[Recorded data]
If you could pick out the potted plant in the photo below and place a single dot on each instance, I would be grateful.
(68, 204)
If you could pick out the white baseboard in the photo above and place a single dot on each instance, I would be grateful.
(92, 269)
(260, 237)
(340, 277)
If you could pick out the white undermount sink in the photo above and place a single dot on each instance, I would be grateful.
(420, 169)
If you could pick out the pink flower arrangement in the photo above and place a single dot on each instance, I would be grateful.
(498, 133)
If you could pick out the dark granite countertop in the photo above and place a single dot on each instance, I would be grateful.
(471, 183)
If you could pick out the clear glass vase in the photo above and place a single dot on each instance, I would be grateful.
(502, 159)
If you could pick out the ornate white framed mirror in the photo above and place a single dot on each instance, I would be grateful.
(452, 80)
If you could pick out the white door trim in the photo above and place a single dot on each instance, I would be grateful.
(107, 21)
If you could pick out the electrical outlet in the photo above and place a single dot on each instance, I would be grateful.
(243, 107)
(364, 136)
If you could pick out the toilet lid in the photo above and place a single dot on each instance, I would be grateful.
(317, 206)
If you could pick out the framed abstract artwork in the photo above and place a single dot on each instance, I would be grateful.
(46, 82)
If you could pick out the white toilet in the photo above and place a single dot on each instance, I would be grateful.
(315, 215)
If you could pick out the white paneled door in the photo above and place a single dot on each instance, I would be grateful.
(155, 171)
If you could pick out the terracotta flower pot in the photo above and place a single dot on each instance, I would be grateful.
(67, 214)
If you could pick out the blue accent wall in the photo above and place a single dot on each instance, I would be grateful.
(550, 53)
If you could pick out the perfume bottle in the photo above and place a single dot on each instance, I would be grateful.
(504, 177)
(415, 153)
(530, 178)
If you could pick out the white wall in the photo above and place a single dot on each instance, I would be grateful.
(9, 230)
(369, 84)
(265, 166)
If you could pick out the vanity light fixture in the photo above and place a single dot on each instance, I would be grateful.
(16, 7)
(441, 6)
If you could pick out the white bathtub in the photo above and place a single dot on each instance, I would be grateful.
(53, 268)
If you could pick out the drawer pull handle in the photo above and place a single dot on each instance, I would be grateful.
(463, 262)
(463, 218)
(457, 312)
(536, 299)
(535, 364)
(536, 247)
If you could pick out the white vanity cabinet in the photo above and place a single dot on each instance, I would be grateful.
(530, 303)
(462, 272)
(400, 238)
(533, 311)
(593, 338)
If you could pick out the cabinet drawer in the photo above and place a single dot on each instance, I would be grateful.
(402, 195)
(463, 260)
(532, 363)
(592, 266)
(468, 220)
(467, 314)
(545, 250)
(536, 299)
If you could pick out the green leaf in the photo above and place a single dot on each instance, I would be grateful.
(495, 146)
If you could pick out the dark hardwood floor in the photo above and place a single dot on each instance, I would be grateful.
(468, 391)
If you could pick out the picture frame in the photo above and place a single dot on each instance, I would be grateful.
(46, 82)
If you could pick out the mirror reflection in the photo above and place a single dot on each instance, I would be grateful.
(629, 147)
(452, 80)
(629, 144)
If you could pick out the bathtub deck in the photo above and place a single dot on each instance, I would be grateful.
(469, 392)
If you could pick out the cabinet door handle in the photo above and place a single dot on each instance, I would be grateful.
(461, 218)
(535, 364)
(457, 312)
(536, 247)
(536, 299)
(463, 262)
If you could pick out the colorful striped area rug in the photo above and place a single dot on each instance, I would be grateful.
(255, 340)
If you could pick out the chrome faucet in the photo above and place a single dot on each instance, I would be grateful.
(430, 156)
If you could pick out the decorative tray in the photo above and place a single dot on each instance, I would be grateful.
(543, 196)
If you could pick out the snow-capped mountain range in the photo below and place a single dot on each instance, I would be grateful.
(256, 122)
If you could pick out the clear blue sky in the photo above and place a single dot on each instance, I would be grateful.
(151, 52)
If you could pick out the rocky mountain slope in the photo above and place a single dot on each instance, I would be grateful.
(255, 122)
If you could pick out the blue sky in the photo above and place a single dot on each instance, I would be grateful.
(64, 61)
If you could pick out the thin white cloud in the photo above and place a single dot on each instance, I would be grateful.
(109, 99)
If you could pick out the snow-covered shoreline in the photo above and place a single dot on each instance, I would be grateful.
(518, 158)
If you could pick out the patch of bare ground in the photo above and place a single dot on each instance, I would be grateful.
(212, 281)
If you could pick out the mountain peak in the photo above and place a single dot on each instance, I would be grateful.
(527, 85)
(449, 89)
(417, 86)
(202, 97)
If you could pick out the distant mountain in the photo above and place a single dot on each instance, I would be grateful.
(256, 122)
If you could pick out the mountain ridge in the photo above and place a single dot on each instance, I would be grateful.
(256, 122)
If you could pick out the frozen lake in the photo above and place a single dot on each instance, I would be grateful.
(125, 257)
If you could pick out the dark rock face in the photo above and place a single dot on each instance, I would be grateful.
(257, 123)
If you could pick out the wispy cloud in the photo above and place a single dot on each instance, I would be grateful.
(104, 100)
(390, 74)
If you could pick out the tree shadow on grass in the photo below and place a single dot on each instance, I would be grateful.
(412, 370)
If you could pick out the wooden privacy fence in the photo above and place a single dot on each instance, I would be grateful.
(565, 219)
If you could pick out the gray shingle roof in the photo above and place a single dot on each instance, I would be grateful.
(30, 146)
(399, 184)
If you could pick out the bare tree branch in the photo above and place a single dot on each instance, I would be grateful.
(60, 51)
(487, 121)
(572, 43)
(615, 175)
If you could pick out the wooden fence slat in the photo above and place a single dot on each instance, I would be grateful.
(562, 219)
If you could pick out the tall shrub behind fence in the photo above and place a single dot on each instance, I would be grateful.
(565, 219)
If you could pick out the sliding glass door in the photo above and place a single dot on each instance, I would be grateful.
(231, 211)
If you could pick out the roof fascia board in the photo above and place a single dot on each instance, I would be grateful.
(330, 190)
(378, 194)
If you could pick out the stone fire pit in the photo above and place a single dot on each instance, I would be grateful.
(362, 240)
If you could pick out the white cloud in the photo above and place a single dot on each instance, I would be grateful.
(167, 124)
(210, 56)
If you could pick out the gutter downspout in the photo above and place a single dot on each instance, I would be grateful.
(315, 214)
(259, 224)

▶ **Task goal**
Print the records again, exactly as they stand above.

▶ **Result of this task**
If you could pick out the potted plant in the photo below and place a single dot on each instance, I would be grateful.
(68, 204)
If you could pick out the white baseboard in the photo above and place a single dot on each instance, I would be grateful.
(92, 269)
(260, 237)
(340, 277)
If you could pick out the white undermount sink in the photo above and place a single dot on each instance, I would be grateful.
(420, 169)
If you could pick out the pink flower arrangement in the photo above and place a single dot on each instance, I would be grateful.
(498, 133)
If you could pick out the dark granite countertop in the photo above and place a single dot on each instance, I would be grateful.
(471, 183)
If you could pick out the clear glass vase in the photo above and place a single dot on each instance, I would be grateful.
(502, 159)
If you could pick out the ornate white framed mirror in the photo above and place a single dot on each instance, I would be grateful.
(452, 80)
If you could pick out the white door trim in the photo above and place a single dot on each instance, I would be grateful.
(107, 21)
If you could pick out the electrical outlet in the photo above and place a single dot on each instance, I would be grateful.
(243, 107)
(364, 136)
If you could pick out the toilet lid in the photo above and place a single dot on each instance, I would be grateful.
(317, 206)
If you could pick out the framed abstract artwork in the photo above and place a single dot on each instance, I would be grateful.
(46, 82)
If you could pick out the white toilet in the photo above and place a single dot on each instance, I would be grateful.
(315, 215)
If you could pick out the white paneled door in the photo above and place a single dot on each instance, I would be grateful.
(155, 171)
If you could pick out the terracotta flower pot in the photo above and place a single dot on each instance, I would be grateful.
(67, 214)
If you could pick out the blue accent wall in the photo above and place a single dot on each instance, I would be grateful.
(550, 53)
If you could pick out the perfume bottle in the photo above and place a single dot on each instance, I would be grateful.
(504, 177)
(415, 153)
(530, 178)
If you could pick out the white wall in the photo above and place a single dot on each instance, I would be grateful.
(9, 230)
(369, 84)
(265, 166)
If you could pick out the vanity light fixture in the photo above and place a single dot on each instance, I would be grateful.
(16, 7)
(441, 6)
If you could pick out the white bathtub in the photo above and place a single dot on each instance, I would be grateful.
(53, 268)
If you could pick out the drawer pull handle in the photo above and place a single dot on each instance, I would be grateful.
(463, 262)
(463, 218)
(457, 312)
(536, 299)
(535, 364)
(536, 247)
If you could pick out the white vanity cabinet in the photo above and place a single dot on each instance, I would be grateful.
(530, 303)
(462, 272)
(400, 238)
(533, 311)
(593, 338)
If you could pick out the cabinet drawer in the photo above and place a single dot on each instance, I would be grateful.
(402, 195)
(463, 260)
(532, 363)
(592, 266)
(468, 220)
(467, 314)
(545, 250)
(536, 299)
If you could pick out the green leaf in the photo above and place a single dot on each instance, I would be grateful.
(495, 146)
If you could pick out the dark hardwood floor in the photo above and place a single dot on each instance, I would be grateful.
(468, 391)
If you could pick out the picture frame in the photo above and place a single dot on each instance, I would be grateful.
(46, 82)
If you could pick out the mirror reflection in the photo above and place a single dot on each instance, I would be grateful.
(629, 147)
(452, 80)
(629, 144)
If you could pick out the bathtub deck in the photo above and place a single dot on each instance, I would be grateful.
(469, 392)
If you could pick out the cabinet door handle in the photo above and place a single dot on each instance, I would be grateful.
(461, 218)
(535, 364)
(457, 312)
(536, 247)
(536, 299)
(463, 262)
If you could pick out the colorful striped area rug in the photo above and place a single dot on each instance, I would be grateful.
(255, 340)
If you could pick out the chrome faucet in the photo above and place a single dot on each instance, I would be grateful.
(430, 156)
If you could pick out the decorative tray in the photo above and place a single dot on each instance, I would be grateful.
(543, 196)
If you could pick out the snow-capped mountain range in the photo below and place a single dot on each instance, I would be grateful.
(256, 122)
If you could pick out the clear blue sky in the photo above and place a single dot on each instance, I would be grateful.
(151, 52)
If you could pick out the rocky mountain slope in the photo above and place a single dot on each instance, I would be grateful.
(255, 122)
If you could pick out the blue sky in the photo above and place a single dot on each instance, I would be grateful.
(64, 61)
If you could pick out the thin white cloud in the photo above and place a single dot on each instance, I would be grateful.
(109, 99)
If you could pick out the snow-covered shoreline in the photo above and place a single dot on each instance, I would be grateful.
(518, 158)
If you could pick out the patch of bare ground in the photo above and place a single dot on each instance, I would be grateful.
(212, 281)
If you could pick out the mountain peak in the photo above and place a single dot on each instance, I would be grateful.
(527, 85)
(449, 89)
(417, 86)
(202, 97)
If you could pick out the distant mountain in the photo above and place a single dot on each instance, I would be grateful.
(256, 122)
If you could pick out the mountain ridge in the photo above and place a single dot on each instance, I would be grateful.
(256, 122)
If you could pick out the frozen lake in the photo above and place a single dot on each instance, I would be grateful.
(125, 257)
If you could pick out the dark rock face in the photo above and place a single dot on each instance, I would be grateful.
(257, 123)
If you could pick out the wispy cloud in the photo above and place a single dot on each instance, I would be grateful.
(104, 100)
(390, 74)
If you could pick out the tree shadow on grass in the photo below and place a single dot on each instance, I would be grateful.
(412, 370)
If you could pick out the wooden privacy fence in the photo above and place a single dot on each instance, I would be grateful.
(565, 219)
If you could pick out the gray shingle roof in the photo above and place a single dot on each instance, I would be grateful.
(30, 146)
(399, 184)
If you could pick out the bare tree branch in the photo above and place a single dot on each instance, I would be grateful.
(60, 51)
(487, 121)
(572, 43)
(615, 175)
If you could pick out the wooden fence slat in the photo above and place a single dot on each instance, I would be grateful.
(562, 219)
If you could pick out the tall shrub behind fence in the photo above and place a single dot on each instance, I would be grateful.
(565, 219)
If you could pick out the sliding glass door in the photo above and place a single dot on each instance, I would be grateful.
(231, 211)
If you could pick out the roof fascia board in the photo above and place a single dot on each instance, I would be grateful.
(330, 190)
(378, 194)
If you could pick out the stone fire pit in the photo above and place a single dot on each instance, I would be grateful.
(362, 240)
If you could pick out the white cloud in the photo above and place a single dot on each instance, I would be grateful.
(167, 124)
(210, 56)
If you could pick out the gutter downspout in the photo above and place a single dot on each instance, I would be grateful.
(315, 214)
(259, 224)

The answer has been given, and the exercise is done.